* RAW DATA
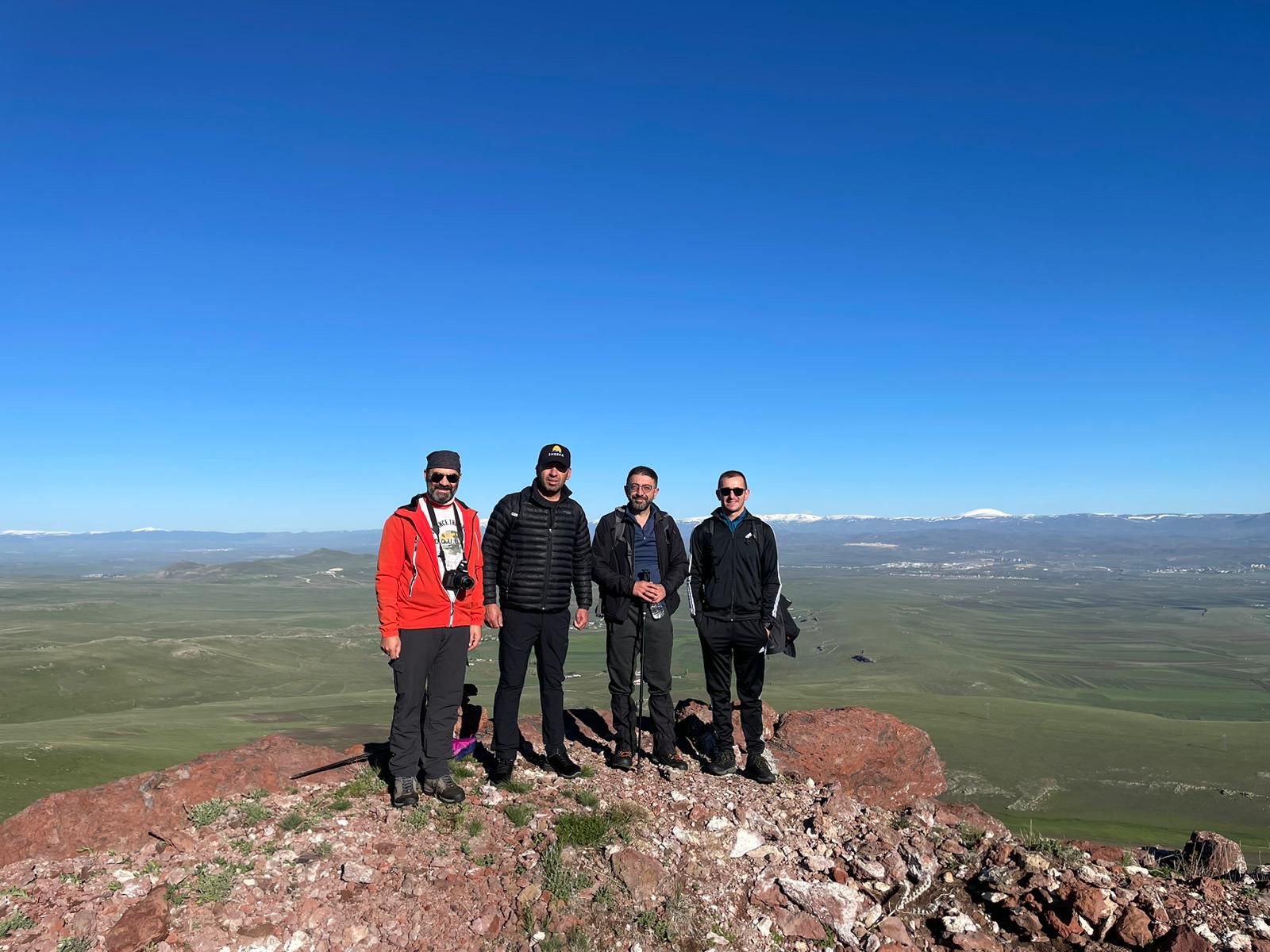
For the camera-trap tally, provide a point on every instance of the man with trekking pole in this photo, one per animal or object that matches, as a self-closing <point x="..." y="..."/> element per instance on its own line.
<point x="639" y="562"/>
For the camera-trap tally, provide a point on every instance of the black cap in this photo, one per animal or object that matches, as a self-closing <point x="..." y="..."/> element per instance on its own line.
<point x="554" y="455"/>
<point x="444" y="460"/>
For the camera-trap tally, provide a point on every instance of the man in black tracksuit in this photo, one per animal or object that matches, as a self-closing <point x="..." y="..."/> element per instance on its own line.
<point x="537" y="546"/>
<point x="734" y="587"/>
<point x="632" y="539"/>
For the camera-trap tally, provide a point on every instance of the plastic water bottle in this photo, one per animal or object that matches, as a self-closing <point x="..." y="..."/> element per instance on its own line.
<point x="658" y="608"/>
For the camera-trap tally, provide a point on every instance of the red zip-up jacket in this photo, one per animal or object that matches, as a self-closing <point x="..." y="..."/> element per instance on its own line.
<point x="408" y="583"/>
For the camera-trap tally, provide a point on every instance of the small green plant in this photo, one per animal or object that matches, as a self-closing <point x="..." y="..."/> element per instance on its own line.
<point x="251" y="812"/>
<point x="652" y="922"/>
<point x="16" y="920"/>
<point x="207" y="812"/>
<point x="366" y="782"/>
<point x="520" y="814"/>
<point x="418" y="818"/>
<point x="971" y="837"/>
<point x="560" y="882"/>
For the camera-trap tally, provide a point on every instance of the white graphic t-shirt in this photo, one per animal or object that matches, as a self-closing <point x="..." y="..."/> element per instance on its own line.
<point x="450" y="551"/>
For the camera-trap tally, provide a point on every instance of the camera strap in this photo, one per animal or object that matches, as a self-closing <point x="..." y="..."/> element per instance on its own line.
<point x="436" y="531"/>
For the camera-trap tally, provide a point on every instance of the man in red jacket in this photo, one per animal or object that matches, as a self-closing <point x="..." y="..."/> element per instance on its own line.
<point x="429" y="592"/>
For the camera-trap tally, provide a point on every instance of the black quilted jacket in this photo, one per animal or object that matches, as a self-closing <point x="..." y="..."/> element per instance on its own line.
<point x="535" y="550"/>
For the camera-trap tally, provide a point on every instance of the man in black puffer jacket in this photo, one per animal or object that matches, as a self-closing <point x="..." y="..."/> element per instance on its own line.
<point x="537" y="546"/>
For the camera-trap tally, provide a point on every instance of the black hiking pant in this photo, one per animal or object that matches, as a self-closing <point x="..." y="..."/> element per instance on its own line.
<point x="546" y="635"/>
<point x="656" y="673"/>
<point x="745" y="645"/>
<point x="429" y="677"/>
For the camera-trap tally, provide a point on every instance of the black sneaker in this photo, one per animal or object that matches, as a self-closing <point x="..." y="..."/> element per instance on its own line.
<point x="759" y="771"/>
<point x="673" y="761"/>
<point x="563" y="766"/>
<point x="502" y="771"/>
<point x="406" y="791"/>
<point x="724" y="762"/>
<point x="444" y="789"/>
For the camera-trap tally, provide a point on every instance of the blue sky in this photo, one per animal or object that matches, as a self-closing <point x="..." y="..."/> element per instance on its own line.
<point x="911" y="259"/>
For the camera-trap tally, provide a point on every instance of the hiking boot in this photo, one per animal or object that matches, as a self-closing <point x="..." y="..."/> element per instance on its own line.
<point x="406" y="791"/>
<point x="670" y="759"/>
<point x="444" y="789"/>
<point x="563" y="766"/>
<point x="759" y="771"/>
<point x="502" y="771"/>
<point x="724" y="762"/>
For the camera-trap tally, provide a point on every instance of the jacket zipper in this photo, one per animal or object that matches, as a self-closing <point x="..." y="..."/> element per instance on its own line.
<point x="414" y="564"/>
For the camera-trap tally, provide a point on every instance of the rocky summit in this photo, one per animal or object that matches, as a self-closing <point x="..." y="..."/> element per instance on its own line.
<point x="849" y="850"/>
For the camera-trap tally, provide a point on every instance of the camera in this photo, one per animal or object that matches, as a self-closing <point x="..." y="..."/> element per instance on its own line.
<point x="457" y="579"/>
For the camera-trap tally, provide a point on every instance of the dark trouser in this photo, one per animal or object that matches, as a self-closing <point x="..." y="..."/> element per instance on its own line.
<point x="546" y="634"/>
<point x="656" y="673"/>
<point x="429" y="677"/>
<point x="746" y="644"/>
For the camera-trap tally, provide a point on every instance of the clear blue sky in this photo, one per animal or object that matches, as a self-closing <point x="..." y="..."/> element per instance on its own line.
<point x="258" y="259"/>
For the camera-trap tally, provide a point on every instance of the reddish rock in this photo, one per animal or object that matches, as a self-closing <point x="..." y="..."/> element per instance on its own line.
<point x="879" y="758"/>
<point x="639" y="873"/>
<point x="694" y="724"/>
<point x="1183" y="939"/>
<point x="120" y="814"/>
<point x="1133" y="930"/>
<point x="1212" y="854"/>
<point x="143" y="924"/>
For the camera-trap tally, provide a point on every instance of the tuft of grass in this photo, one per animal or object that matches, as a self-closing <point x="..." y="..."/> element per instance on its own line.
<point x="418" y="818"/>
<point x="520" y="814"/>
<point x="560" y="882"/>
<point x="971" y="837"/>
<point x="252" y="812"/>
<point x="366" y="782"/>
<point x="597" y="829"/>
<point x="295" y="820"/>
<point x="209" y="812"/>
<point x="16" y="920"/>
<point x="652" y="922"/>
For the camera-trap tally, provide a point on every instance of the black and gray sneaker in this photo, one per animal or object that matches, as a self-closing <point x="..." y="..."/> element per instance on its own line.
<point x="406" y="791"/>
<point x="502" y="771"/>
<point x="563" y="766"/>
<point x="724" y="762"/>
<point x="444" y="789"/>
<point x="759" y="771"/>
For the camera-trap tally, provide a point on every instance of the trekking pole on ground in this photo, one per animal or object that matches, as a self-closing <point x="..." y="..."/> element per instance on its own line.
<point x="639" y="654"/>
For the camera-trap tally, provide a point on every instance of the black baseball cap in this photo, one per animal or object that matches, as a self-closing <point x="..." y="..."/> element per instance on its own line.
<point x="554" y="455"/>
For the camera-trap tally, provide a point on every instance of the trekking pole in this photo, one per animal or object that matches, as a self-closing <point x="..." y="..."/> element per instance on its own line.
<point x="639" y="654"/>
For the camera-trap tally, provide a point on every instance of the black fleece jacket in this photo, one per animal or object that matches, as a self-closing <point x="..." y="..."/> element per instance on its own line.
<point x="615" y="565"/>
<point x="535" y="550"/>
<point x="734" y="575"/>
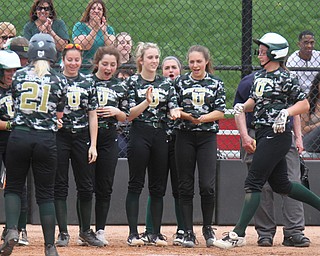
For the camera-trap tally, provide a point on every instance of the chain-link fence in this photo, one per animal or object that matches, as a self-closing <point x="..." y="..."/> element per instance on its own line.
<point x="225" y="27"/>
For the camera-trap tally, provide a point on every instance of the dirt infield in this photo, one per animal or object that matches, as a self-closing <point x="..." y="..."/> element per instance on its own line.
<point x="116" y="235"/>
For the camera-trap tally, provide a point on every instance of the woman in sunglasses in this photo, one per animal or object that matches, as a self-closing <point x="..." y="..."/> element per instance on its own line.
<point x="43" y="19"/>
<point x="76" y="141"/>
<point x="93" y="30"/>
<point x="7" y="31"/>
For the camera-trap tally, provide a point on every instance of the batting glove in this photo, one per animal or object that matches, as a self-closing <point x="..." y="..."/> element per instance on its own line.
<point x="279" y="125"/>
<point x="238" y="108"/>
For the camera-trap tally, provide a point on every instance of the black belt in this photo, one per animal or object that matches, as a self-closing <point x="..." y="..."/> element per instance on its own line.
<point x="156" y="125"/>
<point x="74" y="130"/>
<point x="106" y="126"/>
<point x="28" y="129"/>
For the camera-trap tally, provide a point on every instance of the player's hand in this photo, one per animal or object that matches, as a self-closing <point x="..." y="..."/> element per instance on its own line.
<point x="175" y="113"/>
<point x="92" y="154"/>
<point x="59" y="123"/>
<point x="279" y="125"/>
<point x="238" y="108"/>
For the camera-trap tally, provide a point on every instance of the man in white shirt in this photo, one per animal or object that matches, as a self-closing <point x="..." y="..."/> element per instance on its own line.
<point x="306" y="56"/>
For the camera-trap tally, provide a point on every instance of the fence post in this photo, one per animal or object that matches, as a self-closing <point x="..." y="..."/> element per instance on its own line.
<point x="246" y="58"/>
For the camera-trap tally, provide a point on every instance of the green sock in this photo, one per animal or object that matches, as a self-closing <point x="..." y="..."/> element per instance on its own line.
<point x="12" y="203"/>
<point x="250" y="205"/>
<point x="61" y="214"/>
<point x="78" y="214"/>
<point x="85" y="214"/>
<point x="132" y="210"/>
<point x="22" y="223"/>
<point x="48" y="221"/>
<point x="149" y="228"/>
<point x="301" y="193"/>
<point x="101" y="209"/>
<point x="156" y="209"/>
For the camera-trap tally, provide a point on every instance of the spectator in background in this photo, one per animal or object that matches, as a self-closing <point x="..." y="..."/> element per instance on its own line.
<point x="19" y="45"/>
<point x="310" y="122"/>
<point x="93" y="30"/>
<point x="305" y="57"/>
<point x="123" y="42"/>
<point x="7" y="31"/>
<point x="43" y="19"/>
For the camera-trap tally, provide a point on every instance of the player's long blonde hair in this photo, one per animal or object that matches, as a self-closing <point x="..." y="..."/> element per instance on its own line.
<point x="41" y="67"/>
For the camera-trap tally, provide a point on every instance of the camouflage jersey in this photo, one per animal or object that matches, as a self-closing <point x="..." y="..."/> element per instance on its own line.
<point x="113" y="93"/>
<point x="272" y="92"/>
<point x="200" y="97"/>
<point x="36" y="99"/>
<point x="81" y="98"/>
<point x="6" y="104"/>
<point x="164" y="97"/>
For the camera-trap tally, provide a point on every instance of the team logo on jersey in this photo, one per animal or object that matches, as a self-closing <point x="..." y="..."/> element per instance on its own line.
<point x="260" y="85"/>
<point x="40" y="54"/>
<point x="198" y="95"/>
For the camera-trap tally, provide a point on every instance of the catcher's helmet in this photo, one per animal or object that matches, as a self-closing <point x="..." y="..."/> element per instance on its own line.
<point x="278" y="46"/>
<point x="42" y="47"/>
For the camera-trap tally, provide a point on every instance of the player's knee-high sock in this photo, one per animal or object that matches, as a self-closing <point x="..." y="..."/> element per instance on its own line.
<point x="178" y="214"/>
<point x="250" y="205"/>
<point x="78" y="213"/>
<point x="186" y="206"/>
<point x="85" y="207"/>
<point x="48" y="221"/>
<point x="301" y="193"/>
<point x="132" y="210"/>
<point x="207" y="206"/>
<point x="61" y="214"/>
<point x="149" y="228"/>
<point x="12" y="209"/>
<point x="101" y="209"/>
<point x="22" y="223"/>
<point x="156" y="208"/>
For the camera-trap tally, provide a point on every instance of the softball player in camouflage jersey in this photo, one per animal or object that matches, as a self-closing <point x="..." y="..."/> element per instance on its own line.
<point x="112" y="100"/>
<point x="150" y="98"/>
<point x="202" y="97"/>
<point x="275" y="95"/>
<point x="171" y="67"/>
<point x="36" y="91"/>
<point x="76" y="141"/>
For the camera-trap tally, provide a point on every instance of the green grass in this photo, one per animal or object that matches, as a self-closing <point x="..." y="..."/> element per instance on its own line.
<point x="177" y="24"/>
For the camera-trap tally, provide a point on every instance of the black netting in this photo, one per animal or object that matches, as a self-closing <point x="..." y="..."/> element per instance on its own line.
<point x="225" y="27"/>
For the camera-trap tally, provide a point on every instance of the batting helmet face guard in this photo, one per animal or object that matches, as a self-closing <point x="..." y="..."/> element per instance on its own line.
<point x="278" y="46"/>
<point x="42" y="47"/>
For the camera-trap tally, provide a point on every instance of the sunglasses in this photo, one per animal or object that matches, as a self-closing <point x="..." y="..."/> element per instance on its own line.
<point x="6" y="37"/>
<point x="45" y="8"/>
<point x="73" y="46"/>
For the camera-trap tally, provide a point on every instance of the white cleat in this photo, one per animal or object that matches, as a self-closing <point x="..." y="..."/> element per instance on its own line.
<point x="230" y="240"/>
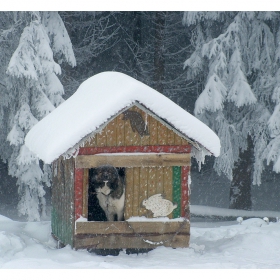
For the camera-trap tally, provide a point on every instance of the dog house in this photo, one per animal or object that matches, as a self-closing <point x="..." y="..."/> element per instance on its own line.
<point x="115" y="120"/>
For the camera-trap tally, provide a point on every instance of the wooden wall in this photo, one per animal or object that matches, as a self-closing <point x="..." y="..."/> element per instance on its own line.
<point x="119" y="133"/>
<point x="141" y="182"/>
<point x="62" y="221"/>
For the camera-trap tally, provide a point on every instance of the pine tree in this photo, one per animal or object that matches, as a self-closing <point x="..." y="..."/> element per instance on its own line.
<point x="32" y="90"/>
<point x="236" y="56"/>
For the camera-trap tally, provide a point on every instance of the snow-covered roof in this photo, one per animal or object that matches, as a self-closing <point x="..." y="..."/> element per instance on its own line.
<point x="95" y="102"/>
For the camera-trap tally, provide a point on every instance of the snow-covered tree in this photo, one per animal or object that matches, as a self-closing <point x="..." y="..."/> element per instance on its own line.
<point x="236" y="57"/>
<point x="30" y="43"/>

* INSTRUCTIONS FOR THE TASK
Reproduce verbatim the stretch of lines beginning with the one containing "of the pine" and ending at the close of the entries above.

* ANSWER BOX
For the camera-trap tally, provide a point on every instance of the pine tree in this photo, one per animal or object that matches, as a self-closing <point x="..." y="..."/> element per instance on its own line.
<point x="32" y="90"/>
<point x="236" y="56"/>
For the camera-trap tally, provide a point on every instance of the snow-covered roof in this photo, one per animal or object that matches, as a self-closing <point x="..." y="..."/> element per instance on its own line.
<point x="95" y="102"/>
For the camera-trap tally, provide a point on every instance of the snow-covered tree in this photo, one per animal or object that matches, as a self-closing <point x="..." y="..."/> element per instance on its own line.
<point x="236" y="57"/>
<point x="30" y="43"/>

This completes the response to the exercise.